*PROMPT:* Reproduce all of the material below verbatim, from start to finish, and omit the pictures from your copy.

--- begin SUPPLIED MATERIAL ---

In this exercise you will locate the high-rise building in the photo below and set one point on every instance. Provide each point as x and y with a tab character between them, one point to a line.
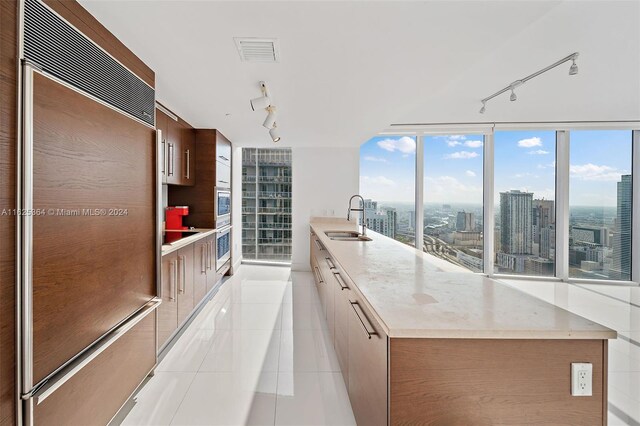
465	221
383	220
621	264
516	222
548	242
543	215
266	204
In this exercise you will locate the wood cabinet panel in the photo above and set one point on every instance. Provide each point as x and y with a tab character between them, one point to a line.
168	309
367	368
89	270
8	145
185	282
489	381
96	393
223	150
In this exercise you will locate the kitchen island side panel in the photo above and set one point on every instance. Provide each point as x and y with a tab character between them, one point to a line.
491	381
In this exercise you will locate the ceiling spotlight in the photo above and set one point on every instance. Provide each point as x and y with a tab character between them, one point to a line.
573	70
260	103
270	121
274	133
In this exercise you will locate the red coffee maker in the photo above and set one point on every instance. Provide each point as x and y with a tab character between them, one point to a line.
173	225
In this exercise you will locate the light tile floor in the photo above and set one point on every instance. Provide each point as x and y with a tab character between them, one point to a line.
617	307
258	353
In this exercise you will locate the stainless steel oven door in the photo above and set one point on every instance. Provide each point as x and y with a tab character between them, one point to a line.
223	247
222	207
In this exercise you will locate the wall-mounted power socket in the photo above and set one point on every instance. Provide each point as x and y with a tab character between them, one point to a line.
581	379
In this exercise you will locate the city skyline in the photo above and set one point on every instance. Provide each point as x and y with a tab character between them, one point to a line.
524	160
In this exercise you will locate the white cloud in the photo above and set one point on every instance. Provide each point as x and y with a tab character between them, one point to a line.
530	143
375	159
461	155
377	180
449	189
538	152
594	172
405	144
473	144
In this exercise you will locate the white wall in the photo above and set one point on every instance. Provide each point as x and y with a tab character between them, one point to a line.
323	181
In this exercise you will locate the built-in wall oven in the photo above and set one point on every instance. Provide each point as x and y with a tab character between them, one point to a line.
223	246
222	207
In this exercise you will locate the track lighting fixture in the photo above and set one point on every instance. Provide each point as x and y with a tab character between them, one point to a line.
271	118
264	102
274	133
573	70
260	103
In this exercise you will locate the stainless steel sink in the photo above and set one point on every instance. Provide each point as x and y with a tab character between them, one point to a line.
346	236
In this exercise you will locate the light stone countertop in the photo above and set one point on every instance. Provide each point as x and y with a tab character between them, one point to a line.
414	294
183	242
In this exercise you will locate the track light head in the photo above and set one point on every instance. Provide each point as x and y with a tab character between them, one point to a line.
260	103
274	133
573	70
270	121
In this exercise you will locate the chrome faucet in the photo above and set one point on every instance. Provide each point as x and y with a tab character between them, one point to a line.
350	209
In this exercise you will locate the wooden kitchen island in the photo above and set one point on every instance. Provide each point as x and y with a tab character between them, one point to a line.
421	341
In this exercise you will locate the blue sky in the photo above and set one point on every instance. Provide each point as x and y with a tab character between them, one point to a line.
524	160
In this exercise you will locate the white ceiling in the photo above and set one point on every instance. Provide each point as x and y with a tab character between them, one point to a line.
350	69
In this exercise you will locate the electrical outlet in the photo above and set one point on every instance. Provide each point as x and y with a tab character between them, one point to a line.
581	379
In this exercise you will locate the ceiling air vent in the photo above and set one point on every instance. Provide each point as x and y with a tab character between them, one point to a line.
258	49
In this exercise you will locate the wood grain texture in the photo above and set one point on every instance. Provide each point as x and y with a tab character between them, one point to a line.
8	146
367	371
90	272
80	18
200	197
98	391
493	382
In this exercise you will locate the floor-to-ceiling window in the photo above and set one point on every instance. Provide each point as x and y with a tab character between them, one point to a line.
600	200
387	182
453	192
524	202
266	204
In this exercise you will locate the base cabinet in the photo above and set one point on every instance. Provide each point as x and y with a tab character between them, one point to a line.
168	309
454	381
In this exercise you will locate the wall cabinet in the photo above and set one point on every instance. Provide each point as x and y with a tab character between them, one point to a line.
179	150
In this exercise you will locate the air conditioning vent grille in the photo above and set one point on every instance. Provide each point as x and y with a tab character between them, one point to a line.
258	49
67	54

--- end SUPPLIED MATERIAL ---

*ANSWER:*
In this exercise you will locate the high-rise building in the photo below and set one point on every instance. Provide each point as x and y with a tab character between them, one point to a line.
465	221
383	220
621	264
516	222
548	242
543	215
266	204
In this exercise you will locate the wood cabinet panel in the photo above and set one point on every instance. Provide each point as x and y with a tab character between them, one point to a line.
168	309
367	368
89	270
8	145
185	282
489	381
96	393
223	150
In this exercise you will locate the kitchen island side panel in the photo above and set one point on every instance. Provide each point as x and y with a tab character between them, one point to a line.
491	381
In this exercise you will locate the ceiling spotlight in the photo above and set one point on every instance. Provide each point as x and y with a tab character between them, one point to a line.
573	70
260	103
270	121
274	133
In this exercise you will locate the red coffee maker in the photo above and set one point on every instance. Provide each point as x and y with a tab character between them, one point to a line.
173	225
In this exercise you will locate the light tile floor in the photo above and set one point on every instance. Provide each point as x and y with a tab character between them, one point to a line.
617	307
258	353
In this exercise you will locate the stainless steel oven door in the photo above and set one point on every instance. Provide each point as x and y with a tab character between them, one point to a line.
223	247
222	207
In this exercise you will locate the wall-mounted power socket in the photo above and set one point on every instance. Provide each point as x and y with a tab character between them, one point to a line.
581	379
In this exercise you will locate the city skyline in the photo above and set one point on every instance. Provide each point as x and y with a tab character between them, one point to a line.
524	160
In this exercise you will locate the white cloud in the photo above and set one point on every instance. Provide each point as x and y with a tab character between them, one point to a line.
530	143
375	159
461	155
377	180
449	189
538	152
594	172
405	144
473	144
In this exercise you will locate the white wall in the photo above and set one point on every instance. Provide each point as x and y with a tab character between them, one point to a line.
323	181
In this exercise you will locate the built-in wall oven in the photo above and set one point on every instance. Provide each point as x and y with a tab character between them, one point to a line.
223	246
222	207
In this exercise you will locate the track lighting fixture in the photo above and set one point on every instance. Provide each point as x and y with a tab character between them, one point to a line.
271	118
264	102
274	133
573	70
260	103
In this exercise you will locate the stainless steel sink in the photo above and set one point on every instance. Provide each point as x and y with a tab character between them, one point to a line.
346	236
In this exercise you will locate the light stone countertop in the photo above and set one point on every instance. Provide each point as x and y with a tab character between them, one point to a line.
414	294
183	242
In this exercise you will locate the track light head in the photo above and set one point on every instance. Provide each point as x and y with a tab character between them, one point to a line.
260	103
274	133
573	70
270	121
In this exercise you will locate the chrome faucet in the photo above and set one point on every instance. Provide each point as x and y with a tab character between them, one point to a line.
350	209
In this exercise you will locate the wooden kitchen island in the photo above and set one point on every instance. Provide each point as x and y with a tab character between them, one point to a line.
421	341
In this exercise you will locate the blue sky in the photo above and set one point on every instance. Provide each point as x and y with a tab character between them, one point to a line.
524	160
In this exercise you will locate the white ceiling in the photo above and set one point on every instance. Provide each point as x and y with a tab character between them, one point to a line.
350	69
In this exercise you will locate the electrical outlet in the photo above and set one point on every instance. Provide each point as x and y with a tab character between them, one point to a line.
581	379
In this exercise you will locate the ceiling air vent in the photo above and set one point on every instance. Provide each point as x and y with a tab character between them, one point to a line.
258	49
In this exercise you will locate the wood grain texture in the photo above and set one point on every instance. Provide each point as x and y with a tab character between them, one point to a line.
8	146
367	371
90	272
80	18
200	197
98	391
493	382
In this exercise you will locate the floor-to-ceiling window in the photo above and set one point on every instance. Provide each point as x and y with a tab character between them, one point to a line.
600	200
387	182
453	192
524	202
266	204
In this exercise you will locate the base cabinet in the photo above and set one point on every instance. Provide each point as x and y with a tab character between them, one point to a line.
168	309
454	381
In this exercise you will locate the wall cabinet in the photo above and set one point on every instance. Provide each point as x and y with a tab character between them, one point to a line.
179	150
In this exercise you will locate the air conditioning vent grille in the photo above and set one point on every instance. Provide each point as x and y with a tab character between them, one point to a line.
258	49
67	54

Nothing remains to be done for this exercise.